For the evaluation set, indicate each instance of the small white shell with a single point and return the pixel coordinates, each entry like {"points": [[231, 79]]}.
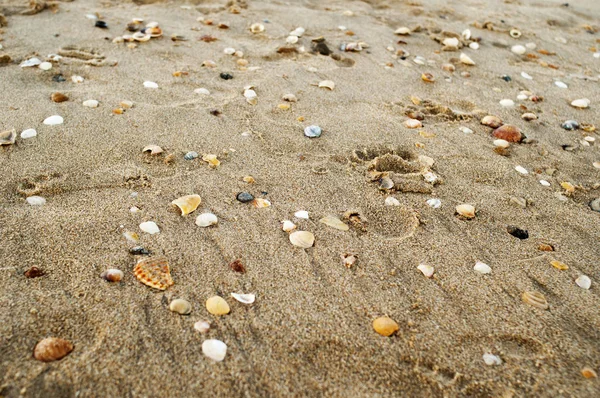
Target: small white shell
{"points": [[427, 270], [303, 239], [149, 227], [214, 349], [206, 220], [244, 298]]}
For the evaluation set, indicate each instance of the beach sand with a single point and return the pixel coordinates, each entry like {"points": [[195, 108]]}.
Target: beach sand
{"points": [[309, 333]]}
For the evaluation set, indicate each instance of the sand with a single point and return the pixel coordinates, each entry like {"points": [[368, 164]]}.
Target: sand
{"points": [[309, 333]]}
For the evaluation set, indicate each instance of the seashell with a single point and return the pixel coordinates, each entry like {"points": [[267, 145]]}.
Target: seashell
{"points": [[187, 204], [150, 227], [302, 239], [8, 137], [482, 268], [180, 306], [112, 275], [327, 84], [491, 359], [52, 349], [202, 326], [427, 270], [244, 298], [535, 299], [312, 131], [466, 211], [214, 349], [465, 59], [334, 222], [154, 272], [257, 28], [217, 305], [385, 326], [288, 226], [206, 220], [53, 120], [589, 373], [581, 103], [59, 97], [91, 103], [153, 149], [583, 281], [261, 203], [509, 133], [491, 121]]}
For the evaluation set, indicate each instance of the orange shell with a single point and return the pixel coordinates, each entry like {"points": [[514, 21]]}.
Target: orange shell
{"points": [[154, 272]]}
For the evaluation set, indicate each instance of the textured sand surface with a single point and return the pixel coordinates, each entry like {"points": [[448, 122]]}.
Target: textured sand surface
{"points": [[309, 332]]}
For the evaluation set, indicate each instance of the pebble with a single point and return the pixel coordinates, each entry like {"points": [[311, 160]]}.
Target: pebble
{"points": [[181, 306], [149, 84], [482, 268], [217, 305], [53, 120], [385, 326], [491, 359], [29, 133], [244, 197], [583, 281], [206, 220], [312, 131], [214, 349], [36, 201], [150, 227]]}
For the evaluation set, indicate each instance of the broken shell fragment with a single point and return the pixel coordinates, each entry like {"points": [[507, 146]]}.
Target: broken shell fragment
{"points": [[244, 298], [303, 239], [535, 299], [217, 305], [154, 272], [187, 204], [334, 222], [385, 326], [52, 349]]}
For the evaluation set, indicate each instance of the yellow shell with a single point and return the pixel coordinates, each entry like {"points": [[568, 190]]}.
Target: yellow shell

----

> TO BE DONE:
Reproduce the material from the line with "For the evaluation set, indicate each instance of the pebble" to the line with "Target: pebble", replacing "pebble" with "stone" wherever it occurs and leaving all else unchanged.

> RESULT BELOW:
For the evaluation set, indicate each instance of the stone with a single point and return the pixel coordinates, each entry like {"points": [[311, 160]]}.
Target: stone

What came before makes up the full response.